### AVAILABLE DATA
+ + + +

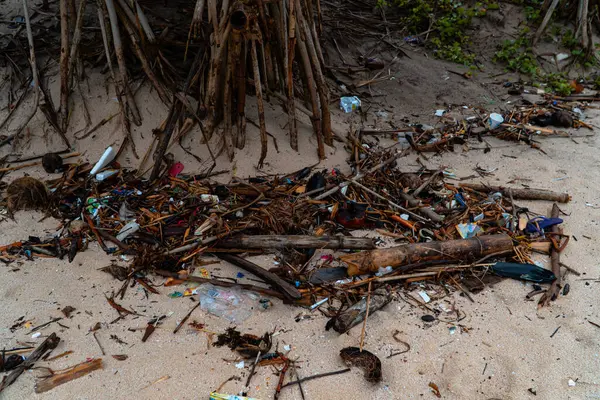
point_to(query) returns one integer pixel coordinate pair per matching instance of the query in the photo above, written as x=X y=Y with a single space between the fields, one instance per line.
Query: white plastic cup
x=495 y=120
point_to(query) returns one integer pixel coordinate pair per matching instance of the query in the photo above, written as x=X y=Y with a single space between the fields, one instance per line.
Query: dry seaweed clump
x=26 y=193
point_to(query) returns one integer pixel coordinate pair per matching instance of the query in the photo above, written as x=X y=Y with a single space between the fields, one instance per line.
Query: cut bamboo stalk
x=122 y=75
x=212 y=17
x=144 y=61
x=310 y=82
x=117 y=81
x=64 y=65
x=198 y=12
x=240 y=57
x=214 y=77
x=552 y=293
x=35 y=79
x=260 y=105
x=320 y=82
x=144 y=23
x=227 y=102
x=75 y=43
x=289 y=55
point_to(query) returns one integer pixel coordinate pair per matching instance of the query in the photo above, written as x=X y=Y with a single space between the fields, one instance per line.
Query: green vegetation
x=518 y=55
x=447 y=22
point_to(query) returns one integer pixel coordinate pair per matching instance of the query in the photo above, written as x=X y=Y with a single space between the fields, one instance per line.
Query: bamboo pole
x=75 y=43
x=117 y=81
x=289 y=56
x=310 y=82
x=144 y=61
x=64 y=65
x=319 y=80
x=260 y=105
x=122 y=75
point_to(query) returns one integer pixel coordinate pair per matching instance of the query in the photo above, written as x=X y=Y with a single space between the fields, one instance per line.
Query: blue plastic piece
x=540 y=224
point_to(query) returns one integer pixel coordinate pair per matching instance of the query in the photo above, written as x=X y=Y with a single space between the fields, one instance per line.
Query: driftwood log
x=552 y=293
x=76 y=371
x=454 y=251
x=275 y=281
x=49 y=344
x=296 y=242
x=521 y=194
x=218 y=282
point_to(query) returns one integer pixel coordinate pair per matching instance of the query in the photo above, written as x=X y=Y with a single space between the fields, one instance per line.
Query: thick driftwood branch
x=451 y=250
x=275 y=281
x=297 y=242
x=521 y=194
x=76 y=371
x=218 y=282
x=552 y=293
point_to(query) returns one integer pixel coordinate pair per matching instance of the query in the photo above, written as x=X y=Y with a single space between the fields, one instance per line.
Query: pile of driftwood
x=203 y=67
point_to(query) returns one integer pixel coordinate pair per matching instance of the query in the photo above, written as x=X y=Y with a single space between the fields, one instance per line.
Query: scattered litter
x=424 y=296
x=349 y=104
x=364 y=359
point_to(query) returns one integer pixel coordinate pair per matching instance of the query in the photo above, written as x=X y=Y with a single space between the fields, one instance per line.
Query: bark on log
x=297 y=242
x=451 y=250
x=521 y=194
x=275 y=281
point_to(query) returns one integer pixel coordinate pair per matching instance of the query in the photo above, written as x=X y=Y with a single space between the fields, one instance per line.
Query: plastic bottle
x=349 y=103
x=107 y=157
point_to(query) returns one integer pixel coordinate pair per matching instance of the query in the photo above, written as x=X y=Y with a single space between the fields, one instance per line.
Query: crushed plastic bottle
x=349 y=103
x=232 y=304
x=129 y=229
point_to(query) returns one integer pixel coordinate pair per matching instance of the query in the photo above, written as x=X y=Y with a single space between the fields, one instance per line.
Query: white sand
x=503 y=348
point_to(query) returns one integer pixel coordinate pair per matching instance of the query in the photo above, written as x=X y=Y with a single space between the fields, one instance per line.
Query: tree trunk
x=454 y=251
x=520 y=194
x=296 y=242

+ + + +

### ABOUT THIS TASK
Word for word, restate the whole listing and drop the images.

### WRITTEN ANSWER
point_to(query) returns one integer pixel coordinate pair per matching instance of the query in the photo above, written as x=X y=Y with a single space between the fields, one instance per line.
Query: white plastic cup
x=495 y=120
point_to(query) returns one integer pixel coordinate pair per matching instance of the query in the photo above, written as x=X y=Y with a single space between the fields, one instance per line.
Query: dry seaweed clump
x=26 y=193
point_to(query) returns one integer pixel coordinate pair per matching instance of the query in the photo above, written as x=X y=Y with a single space between the fields, one instance per line.
Query: cut bamboo stalk
x=122 y=75
x=212 y=17
x=144 y=61
x=310 y=82
x=117 y=81
x=64 y=65
x=198 y=12
x=240 y=57
x=214 y=77
x=552 y=293
x=35 y=79
x=260 y=105
x=320 y=82
x=144 y=23
x=227 y=102
x=75 y=43
x=289 y=55
point_to(query) returns one integer pixel coordinate pair per matching instance of the query in the photo above, written as x=X y=Y with a single space between the fields, one instance per line.
Query: green vegetation
x=518 y=55
x=447 y=22
point_to(query) returns one integer pixel coordinate pair per matching instance of the query in the photo above, written as x=X y=Y with a single space between the fields, one instance per line.
Query: bamboo pole
x=75 y=43
x=117 y=81
x=289 y=56
x=310 y=82
x=144 y=61
x=64 y=65
x=319 y=80
x=260 y=105
x=122 y=75
point_to(query) returns one integer pixel coordinate pair per matching instance of the query in the photo above, written as x=X y=Y with a single space between the fields, one instance per line.
Query: blue plastic piece
x=540 y=224
point_to(query) returns one integer pixel coordinate pair per matching instance of the query in the photo above, written as x=X y=Y with a single space between the fields, one instance per line.
Query: driftwood log
x=552 y=293
x=76 y=371
x=454 y=251
x=275 y=281
x=49 y=344
x=296 y=242
x=521 y=194
x=218 y=282
point_to(query) returns one integer pixel coordinate pair per matching instance of the query in the photo above, written as x=X y=Y with a single space between the fields, one instance per line.
Query: thick driftwood branch
x=451 y=250
x=275 y=281
x=297 y=242
x=521 y=194
x=76 y=371
x=218 y=282
x=552 y=293
point_to(query) returns one integer pixel coordinate pair per matching instance of the query in the photo above, written as x=X y=Y with a single space between the fields, one instance per line.
Query: pile of driftwood
x=203 y=67
point_to(query) returns one integer pixel coordinate pair per matching instance of the query in the photo above, written as x=X y=Y with a single space between the fields, one instance per line.
Query: scattered litter
x=424 y=296
x=349 y=104
x=364 y=359
point_to(query) returns one integer pixel coordinate pair per matching instance of the query in the photo above, written as x=X y=Y with a single space between the fields, one instance per line.
Query: bark on log
x=297 y=242
x=451 y=250
x=521 y=194
x=275 y=281
point_to(query) returns one integer pixel coordinate pair per matching instance of the query in the photo above, written as x=X y=Y with a single space between the fields, one instance per line.
Query: plastic bottle
x=349 y=103
x=107 y=157
point_to(query) returns one integer pixel coordinate pair per matching instance of the query in the photo above, written as x=X y=Y with a single space between the fields, one instance per line.
Query: crushed plastic bottle
x=349 y=103
x=232 y=304
x=129 y=229
point_to(query) returns one integer pixel coordinate pair per matching instance of the query in the photo above, written as x=X y=Y with a single space between the fields, one instance per line.
Query: white sand
x=503 y=348
point_to(query) returns one integer pixel coordinate pair per matching instance of the query in the photo above, written as x=X y=Y with a single space between the fields, one instance per line.
Query: tree trunk
x=454 y=251
x=520 y=194
x=296 y=242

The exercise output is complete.